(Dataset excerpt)
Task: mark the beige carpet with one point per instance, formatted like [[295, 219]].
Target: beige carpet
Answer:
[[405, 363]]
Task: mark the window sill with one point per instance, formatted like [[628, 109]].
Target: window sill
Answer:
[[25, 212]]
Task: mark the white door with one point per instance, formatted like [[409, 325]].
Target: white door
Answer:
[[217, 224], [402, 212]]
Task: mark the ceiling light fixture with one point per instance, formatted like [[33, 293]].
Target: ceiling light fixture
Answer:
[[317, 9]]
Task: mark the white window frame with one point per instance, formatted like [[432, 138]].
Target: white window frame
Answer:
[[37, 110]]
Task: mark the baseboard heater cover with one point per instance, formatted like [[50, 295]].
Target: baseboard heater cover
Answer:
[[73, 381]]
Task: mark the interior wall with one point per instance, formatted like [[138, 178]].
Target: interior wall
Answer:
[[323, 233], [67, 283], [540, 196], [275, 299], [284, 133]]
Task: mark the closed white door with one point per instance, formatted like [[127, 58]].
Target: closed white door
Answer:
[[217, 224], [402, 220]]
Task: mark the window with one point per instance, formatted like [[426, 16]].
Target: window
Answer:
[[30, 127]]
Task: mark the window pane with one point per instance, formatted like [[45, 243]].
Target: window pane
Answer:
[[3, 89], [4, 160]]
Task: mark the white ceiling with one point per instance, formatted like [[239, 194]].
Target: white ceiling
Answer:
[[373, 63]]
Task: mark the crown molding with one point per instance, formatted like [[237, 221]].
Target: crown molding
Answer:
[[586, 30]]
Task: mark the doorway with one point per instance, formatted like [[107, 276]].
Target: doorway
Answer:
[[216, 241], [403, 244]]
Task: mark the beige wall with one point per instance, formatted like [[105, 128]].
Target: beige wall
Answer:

» **DO THIS**
Repeat every one of these rows word for word.

» **PROBLEM SOLUTION**
Task: mark the beige carpet with one point per instance, formatted like [[295, 219]].
Target: beige carpet
Answer:
[[405, 363]]
Task: mark the window sill with one point per instance, formatted like [[628, 109]].
Target: window sill
Answer:
[[25, 212]]
Task: mark the white door with one point per instance, formatted like [[409, 325]].
Target: white door
Answer:
[[217, 224], [402, 212]]
Task: mark the ceiling light fixture with one point per instance, formatted like [[33, 293]].
Target: ceiling light fixture
Answer:
[[317, 9]]
Task: mark the white window frame with one point per instance, formatted like [[432, 138]].
Target: white window frame
Answer:
[[37, 110]]
Task: mark the baseboard heater cover with one point per instance, formatted like [[50, 295]].
Target: baseboard heater cover
Answer:
[[73, 381]]
Task: mark the interior wall with one point per instance, formatted like [[138, 178]].
Target: interior wall
Answer:
[[323, 233], [67, 283], [540, 196], [275, 299], [284, 133]]
Task: mark the closed white door with one point per instance, formatted like [[127, 58]].
Target: closed white door
Answer:
[[217, 224], [402, 220]]
Task: mark the window with one point per instance, formatted like [[426, 16]].
Target: window
Answer:
[[30, 127]]
Task: mark the window pane with one point per instance, formatted like [[45, 243]].
Target: window pane
Answer:
[[3, 89], [4, 160]]
Task: mark the white ceiling with one point per instance, formatted like [[239, 194]].
Target: white ceiling
Answer:
[[373, 63]]
Task: mark the crown molding with one point per instance, formatted like [[237, 221]].
Target: crown molding
Answer:
[[586, 30]]
Task: mark the doorway with one point per instance, formatted like [[107, 276]].
Target: doorway
Answer:
[[216, 241], [403, 244]]
Task: mark the beige wall with one point per instance, formatted like [[105, 128]].
Target: beige wall
Answer:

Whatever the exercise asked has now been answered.